Exercise requirements: Carry on the forum thread welcoming a new member who owns three horses, picking up right after its last line.
* Begin Text to read *
# Hello fellow horse lovers!



## DawnsBreak (May 10, 2012)

Hi, I'm new to the forums and not sure what to say. I have three horses. A Quarter, a Paint, and a Appaloosa.


----------



## Skyseternalangel (Jul 23, 2011)

Welcome and how fun! How old are they all?

I only have one horse but he's my everything  He is 11


----------



## DawnsBreak (May 10, 2012)

Aw, he's cute! I like him!


----------



## Skyseternalangel (Jul 23, 2011)

Thanks


----------



## DawnsBreak (May 10, 2012)

Welcome!


----------



## gigem88 (May 10, 2011)

Welcome to the forum!


----------



## DawnsBreak (May 10, 2012)

Thanks!


----------



## Country Woman (Dec 14, 2011)
* End Text to read *
* Begin Dataset excerpt *
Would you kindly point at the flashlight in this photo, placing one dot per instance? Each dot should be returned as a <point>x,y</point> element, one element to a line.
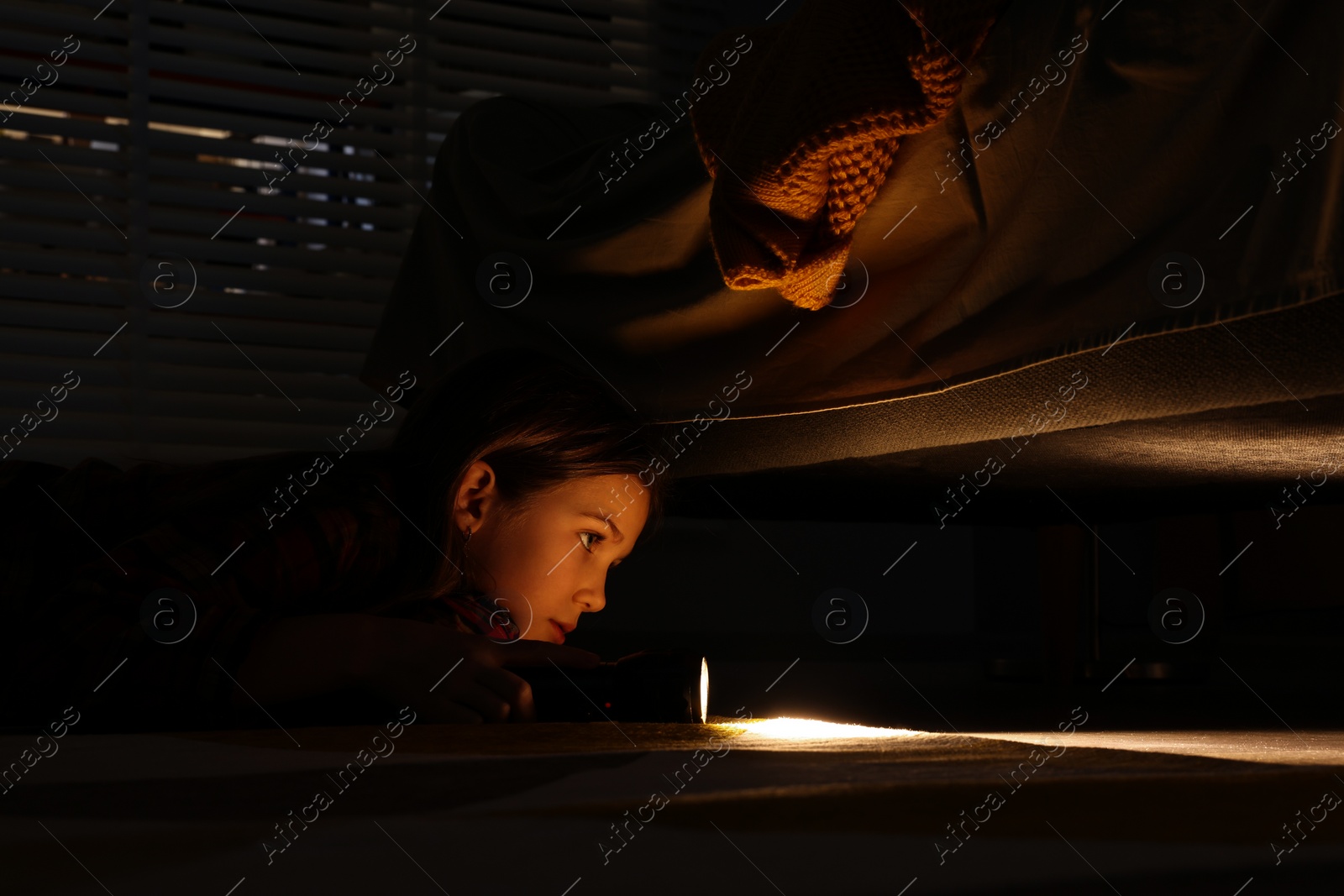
* End Dataset excerpt *
Written answer:
Hi Dawn how are you
nice to meet you 
Hope to see you around


----------



## Corporal (Jul 29, 2010)

Welcome!! Good advice, here.


----------



## DawnsBreak (May 10, 2012)

Thank you!


----------



## csimkunas6 (Apr 18, 2010)

Welcome to the forum! Do you have any photos of your horses?


----------



## DawnsBreak (May 10, 2012)

Yes, I do have pictures. DawnsBreak's Horses


----------



## HorseLovinLady (Jul 18, 2011)

Welcome to the forum from another Paint, Quarter horse and Appy fan!!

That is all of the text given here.